Work to be completed |
From the line containing "Note: mark the union" through the last line of the records below, output every line exactly as it appears, but leave out the pictures.

[Saved entries]
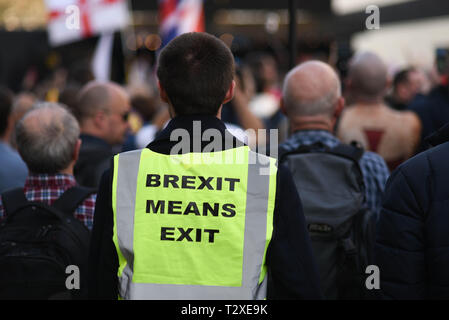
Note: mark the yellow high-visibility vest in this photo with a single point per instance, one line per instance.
(193, 226)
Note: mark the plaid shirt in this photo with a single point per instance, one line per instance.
(374, 169)
(49, 187)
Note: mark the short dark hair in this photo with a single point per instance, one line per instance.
(6, 99)
(402, 76)
(196, 70)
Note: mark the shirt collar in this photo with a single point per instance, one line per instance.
(50, 180)
(196, 123)
(313, 135)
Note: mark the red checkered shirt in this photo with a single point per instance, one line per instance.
(49, 187)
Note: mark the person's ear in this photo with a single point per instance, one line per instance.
(282, 107)
(99, 119)
(162, 93)
(230, 93)
(76, 151)
(339, 108)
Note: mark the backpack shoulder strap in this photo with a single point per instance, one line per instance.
(72, 198)
(13, 200)
(305, 148)
(352, 151)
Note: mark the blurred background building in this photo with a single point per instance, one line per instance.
(330, 30)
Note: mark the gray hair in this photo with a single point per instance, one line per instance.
(46, 137)
(311, 89)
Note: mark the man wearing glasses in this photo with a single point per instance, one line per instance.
(102, 110)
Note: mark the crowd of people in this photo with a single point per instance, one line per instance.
(395, 127)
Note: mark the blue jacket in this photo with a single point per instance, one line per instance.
(412, 240)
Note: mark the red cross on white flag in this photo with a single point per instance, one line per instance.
(72, 20)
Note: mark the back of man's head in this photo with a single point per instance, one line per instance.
(311, 89)
(5, 109)
(46, 138)
(368, 77)
(93, 97)
(196, 71)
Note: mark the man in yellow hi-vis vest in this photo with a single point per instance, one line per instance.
(197, 214)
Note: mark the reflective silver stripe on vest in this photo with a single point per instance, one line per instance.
(253, 248)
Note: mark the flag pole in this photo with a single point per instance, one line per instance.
(292, 5)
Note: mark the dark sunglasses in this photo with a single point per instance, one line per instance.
(125, 116)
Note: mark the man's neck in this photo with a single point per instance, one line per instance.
(311, 123)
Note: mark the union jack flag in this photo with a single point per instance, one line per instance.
(180, 16)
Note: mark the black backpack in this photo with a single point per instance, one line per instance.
(331, 187)
(38, 242)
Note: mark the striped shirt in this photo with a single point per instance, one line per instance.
(49, 187)
(374, 169)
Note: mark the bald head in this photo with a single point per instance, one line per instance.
(46, 138)
(311, 89)
(368, 76)
(103, 109)
(98, 96)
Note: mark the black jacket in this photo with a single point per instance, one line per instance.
(292, 269)
(412, 241)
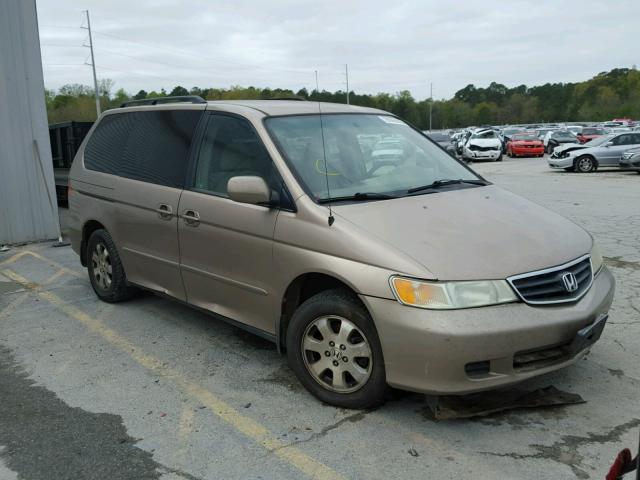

Answer to this problem |
Note: mark the union jack flag in this photo with a single point per instance, one line per instance.
(180, 16)
Note: mark the black backpack in this photo with a single point per instance, one line per instance.
(331, 187)
(38, 242)
Note: mark the striped shirt in this photo with a single point per instance, one line per instance.
(49, 187)
(374, 169)
Note: mark the bald head in this photo with a single point per instance, one line per instance.
(46, 138)
(311, 89)
(368, 76)
(103, 109)
(98, 96)
Note: mark the black jacket in this photo with a single point per instance, one line per instance.
(292, 269)
(412, 241)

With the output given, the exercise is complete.